Extract Block Start
Build AI Agents(5)-Models

We can build our projects with agents in VS Code, and we use the agent to plan a solution, create and edit multiple files, run commands, and fix their own errors, all from a single natural-language prompt.

• We describe what we want, the agent does the work.

We can hand off tasks to autonomous AI agents that iterate until the job is done. For example, we can use the agent to build a simple personal portfolio page with HTML, CSS and JavaScript.

Create a project folder

Agents usually works in the context of a folder, also known as a workspace, and agents can work across multiple workspaces without opening a separate window for each one.

• We can run any agents with any model across our full project

$ mkdir myportfolio$ git init

We can add additional components and scaffolders based on our development workflow.

• Scaffolding tools like Yeoman and packages from the npm package manager provide templates and tools to create projects.

Start an agent session

The agent sessions are grouped by workspaces by default, we can use the session list to switch between sessions.

• We can configure customizations to modify the agent's behavior to match our coding practices.
Extract Block End
Data for review Block Start
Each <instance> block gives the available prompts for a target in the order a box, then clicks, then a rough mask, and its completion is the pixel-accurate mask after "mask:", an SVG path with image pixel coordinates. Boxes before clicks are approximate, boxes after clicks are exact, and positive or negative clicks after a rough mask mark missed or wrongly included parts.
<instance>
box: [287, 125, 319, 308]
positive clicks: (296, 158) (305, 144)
Data for review Block End
Data for review Block Start
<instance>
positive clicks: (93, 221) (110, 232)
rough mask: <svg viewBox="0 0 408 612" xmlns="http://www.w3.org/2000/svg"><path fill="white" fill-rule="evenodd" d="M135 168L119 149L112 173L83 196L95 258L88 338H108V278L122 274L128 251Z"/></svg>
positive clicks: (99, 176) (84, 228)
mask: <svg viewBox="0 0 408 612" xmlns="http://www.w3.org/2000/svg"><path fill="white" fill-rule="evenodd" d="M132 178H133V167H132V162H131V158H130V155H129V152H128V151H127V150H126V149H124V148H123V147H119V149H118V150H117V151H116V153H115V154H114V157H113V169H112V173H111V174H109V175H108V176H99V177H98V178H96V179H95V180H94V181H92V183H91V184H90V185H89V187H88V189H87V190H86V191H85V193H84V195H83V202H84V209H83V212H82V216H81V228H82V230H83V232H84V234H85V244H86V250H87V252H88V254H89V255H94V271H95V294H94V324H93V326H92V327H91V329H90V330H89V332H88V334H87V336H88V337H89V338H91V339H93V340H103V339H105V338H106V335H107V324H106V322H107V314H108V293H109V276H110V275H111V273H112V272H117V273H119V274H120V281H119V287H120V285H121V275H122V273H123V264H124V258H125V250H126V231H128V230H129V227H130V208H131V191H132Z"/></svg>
Data for review Block End
Data for review Block Start
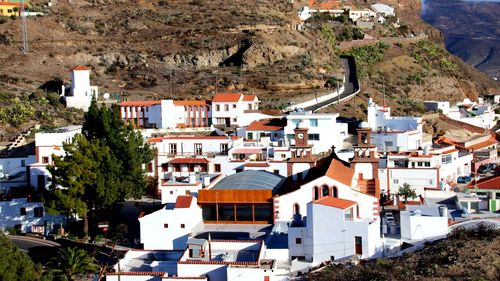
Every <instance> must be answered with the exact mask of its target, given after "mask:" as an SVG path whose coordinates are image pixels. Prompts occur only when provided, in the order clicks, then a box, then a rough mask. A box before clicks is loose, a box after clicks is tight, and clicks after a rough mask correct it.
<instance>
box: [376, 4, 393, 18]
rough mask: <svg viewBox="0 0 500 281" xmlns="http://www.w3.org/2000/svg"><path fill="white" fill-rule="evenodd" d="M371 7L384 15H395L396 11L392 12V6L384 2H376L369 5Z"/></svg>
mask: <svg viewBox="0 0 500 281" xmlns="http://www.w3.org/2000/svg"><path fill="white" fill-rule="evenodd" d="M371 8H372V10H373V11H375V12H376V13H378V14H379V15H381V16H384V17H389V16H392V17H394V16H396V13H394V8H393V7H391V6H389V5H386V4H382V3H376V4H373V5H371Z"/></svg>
Data for review Block End
Brief 1 ▸ In the page on building AI agents, how are agent sessions grouped by default?
Brief 2 ▸ Rewrite the page on building AI agents starting with "Agents usually works" and going on through "switch between sessions.", replacing "Yeoman" with "Plop".
Brief 3 ▸ Turn the paragraph of the page on building AI agents that begins "We can build our projects with agents in VS Code" into a short list that keeps its main facts.

Task response 1 ▸ By workspaces.

Task response 2 ▸
Agents usually works in the context of a folder, also known as a workspace, and agents can work across multiple workspaces without opening a separate window for each one.

• We can run any agents with any model across our full project

$ mkdir myportfolio$ git init

We can add additional components and scaffolders based on our development workflow.

• Scaffolding tools like Plop and packages from the npm package manager provide templates and tools to create projects.

Start an agent session

The agent sessions are grouped by workspaces by default, we can use the session list to switch between sessions.

Task response 3 ▸
- Projects can be built with agents in VS Code.
- The agent plans a solution, creates and edits multiple files, runs commands, and fixes its own errors.
- All of this comes from a single natural-language prompt.